The task: Count the lines in these rows that contain the word "green", treating uppercase and lowercase as different. Reply with the number only.

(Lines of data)
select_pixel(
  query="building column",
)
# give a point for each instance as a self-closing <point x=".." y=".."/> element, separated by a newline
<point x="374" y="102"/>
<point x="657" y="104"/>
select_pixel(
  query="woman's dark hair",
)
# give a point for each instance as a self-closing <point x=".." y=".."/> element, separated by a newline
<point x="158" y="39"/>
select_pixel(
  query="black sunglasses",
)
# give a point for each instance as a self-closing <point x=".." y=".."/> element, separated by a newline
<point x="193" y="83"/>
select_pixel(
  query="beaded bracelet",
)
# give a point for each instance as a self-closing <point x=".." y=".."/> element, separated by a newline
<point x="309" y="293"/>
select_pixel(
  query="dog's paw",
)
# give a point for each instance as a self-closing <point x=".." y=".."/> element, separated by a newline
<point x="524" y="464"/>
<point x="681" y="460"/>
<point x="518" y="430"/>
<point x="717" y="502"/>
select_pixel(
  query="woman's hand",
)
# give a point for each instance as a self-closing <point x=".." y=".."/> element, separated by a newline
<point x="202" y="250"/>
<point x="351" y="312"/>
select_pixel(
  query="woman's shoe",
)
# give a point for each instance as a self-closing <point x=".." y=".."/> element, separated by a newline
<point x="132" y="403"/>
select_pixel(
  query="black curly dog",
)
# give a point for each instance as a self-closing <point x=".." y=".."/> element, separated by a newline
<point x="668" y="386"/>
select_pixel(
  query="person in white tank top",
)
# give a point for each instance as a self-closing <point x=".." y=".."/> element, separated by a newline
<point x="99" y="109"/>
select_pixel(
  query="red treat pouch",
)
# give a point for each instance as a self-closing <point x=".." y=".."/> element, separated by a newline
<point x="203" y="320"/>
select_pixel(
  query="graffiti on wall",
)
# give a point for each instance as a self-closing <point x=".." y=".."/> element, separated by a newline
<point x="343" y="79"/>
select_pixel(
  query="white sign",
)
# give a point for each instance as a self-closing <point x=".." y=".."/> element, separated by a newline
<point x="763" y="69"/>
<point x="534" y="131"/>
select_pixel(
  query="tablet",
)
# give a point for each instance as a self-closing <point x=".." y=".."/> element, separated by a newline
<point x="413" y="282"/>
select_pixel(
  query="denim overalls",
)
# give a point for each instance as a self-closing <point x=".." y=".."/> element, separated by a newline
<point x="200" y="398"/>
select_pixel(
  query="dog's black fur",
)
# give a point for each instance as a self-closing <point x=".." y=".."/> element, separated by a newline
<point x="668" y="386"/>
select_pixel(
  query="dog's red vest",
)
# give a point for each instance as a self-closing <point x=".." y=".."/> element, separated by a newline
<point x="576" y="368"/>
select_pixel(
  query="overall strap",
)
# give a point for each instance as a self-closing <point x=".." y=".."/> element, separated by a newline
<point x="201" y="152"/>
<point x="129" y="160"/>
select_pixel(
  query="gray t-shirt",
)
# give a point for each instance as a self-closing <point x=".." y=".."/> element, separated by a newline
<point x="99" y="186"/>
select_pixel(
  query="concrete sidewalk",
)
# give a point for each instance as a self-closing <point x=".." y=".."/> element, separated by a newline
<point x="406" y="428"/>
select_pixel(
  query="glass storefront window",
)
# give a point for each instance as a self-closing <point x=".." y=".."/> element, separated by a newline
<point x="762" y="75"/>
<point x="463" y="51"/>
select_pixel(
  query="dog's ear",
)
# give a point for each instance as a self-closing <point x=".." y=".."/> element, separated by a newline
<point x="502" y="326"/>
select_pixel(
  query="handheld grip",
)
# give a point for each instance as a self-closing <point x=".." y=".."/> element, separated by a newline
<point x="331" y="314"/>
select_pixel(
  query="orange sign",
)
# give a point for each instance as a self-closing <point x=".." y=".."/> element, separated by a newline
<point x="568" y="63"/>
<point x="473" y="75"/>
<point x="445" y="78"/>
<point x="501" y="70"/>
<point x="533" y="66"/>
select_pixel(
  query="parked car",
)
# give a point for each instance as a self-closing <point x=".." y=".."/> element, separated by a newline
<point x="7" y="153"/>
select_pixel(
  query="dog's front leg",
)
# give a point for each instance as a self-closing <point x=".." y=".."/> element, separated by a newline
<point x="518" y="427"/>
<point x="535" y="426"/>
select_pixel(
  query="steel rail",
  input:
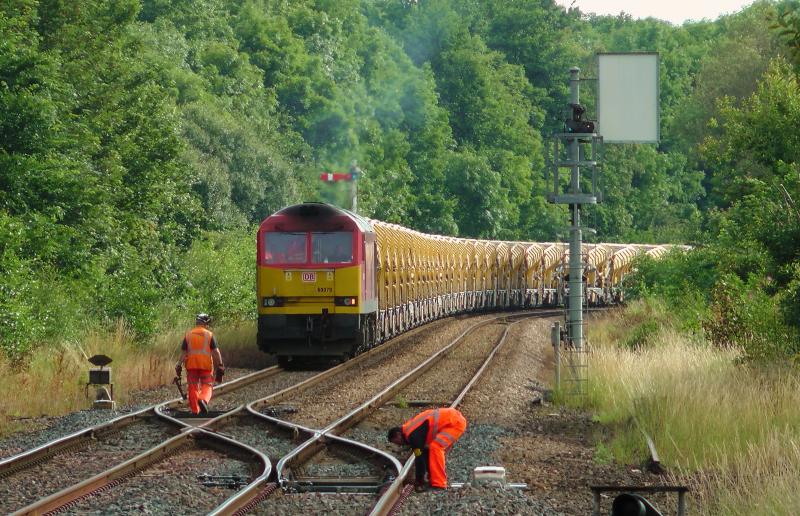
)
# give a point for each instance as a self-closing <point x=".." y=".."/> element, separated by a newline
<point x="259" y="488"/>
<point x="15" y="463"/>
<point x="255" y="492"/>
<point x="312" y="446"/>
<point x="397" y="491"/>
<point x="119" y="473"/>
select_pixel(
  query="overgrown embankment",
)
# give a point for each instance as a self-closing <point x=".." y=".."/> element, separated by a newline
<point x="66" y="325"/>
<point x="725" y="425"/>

--

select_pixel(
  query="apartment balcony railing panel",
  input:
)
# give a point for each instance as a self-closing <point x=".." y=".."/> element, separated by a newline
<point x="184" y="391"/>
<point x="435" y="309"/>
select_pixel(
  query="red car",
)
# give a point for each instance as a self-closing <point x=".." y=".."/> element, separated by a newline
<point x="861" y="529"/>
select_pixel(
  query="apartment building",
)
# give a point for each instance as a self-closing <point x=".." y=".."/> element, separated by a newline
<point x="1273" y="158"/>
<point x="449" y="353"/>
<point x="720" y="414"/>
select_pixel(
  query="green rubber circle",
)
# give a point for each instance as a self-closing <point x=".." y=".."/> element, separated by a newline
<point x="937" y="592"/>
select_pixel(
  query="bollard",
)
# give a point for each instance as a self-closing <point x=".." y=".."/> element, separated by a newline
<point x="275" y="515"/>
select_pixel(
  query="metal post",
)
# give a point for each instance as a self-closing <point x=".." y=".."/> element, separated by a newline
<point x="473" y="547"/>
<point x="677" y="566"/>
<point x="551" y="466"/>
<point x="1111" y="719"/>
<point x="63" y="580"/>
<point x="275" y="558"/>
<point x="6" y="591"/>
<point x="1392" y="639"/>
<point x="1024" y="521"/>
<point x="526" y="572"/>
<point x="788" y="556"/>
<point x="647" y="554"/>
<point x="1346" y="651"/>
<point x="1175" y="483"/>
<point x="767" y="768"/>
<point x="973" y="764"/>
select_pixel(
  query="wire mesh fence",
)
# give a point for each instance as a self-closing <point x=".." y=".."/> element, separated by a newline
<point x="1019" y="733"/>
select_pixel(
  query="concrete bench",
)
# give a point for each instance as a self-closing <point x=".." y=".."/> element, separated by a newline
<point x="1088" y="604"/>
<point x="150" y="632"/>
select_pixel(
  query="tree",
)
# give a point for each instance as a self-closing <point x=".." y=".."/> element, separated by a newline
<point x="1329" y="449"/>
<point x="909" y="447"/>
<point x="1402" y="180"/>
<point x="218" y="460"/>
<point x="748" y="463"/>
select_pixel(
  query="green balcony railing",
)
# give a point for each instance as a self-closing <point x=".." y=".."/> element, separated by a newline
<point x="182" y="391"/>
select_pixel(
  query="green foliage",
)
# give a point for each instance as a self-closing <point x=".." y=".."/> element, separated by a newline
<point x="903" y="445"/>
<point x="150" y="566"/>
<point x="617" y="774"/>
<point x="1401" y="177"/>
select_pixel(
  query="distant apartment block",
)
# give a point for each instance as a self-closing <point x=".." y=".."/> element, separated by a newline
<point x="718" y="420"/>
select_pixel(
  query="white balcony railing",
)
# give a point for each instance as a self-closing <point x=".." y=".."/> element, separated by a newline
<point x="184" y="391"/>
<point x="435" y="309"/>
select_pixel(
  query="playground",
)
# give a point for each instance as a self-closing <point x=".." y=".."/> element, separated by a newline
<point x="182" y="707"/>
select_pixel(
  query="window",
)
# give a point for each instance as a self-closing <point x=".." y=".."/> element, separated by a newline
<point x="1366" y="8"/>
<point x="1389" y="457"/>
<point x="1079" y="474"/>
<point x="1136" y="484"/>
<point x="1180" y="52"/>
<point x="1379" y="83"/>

Output below: 3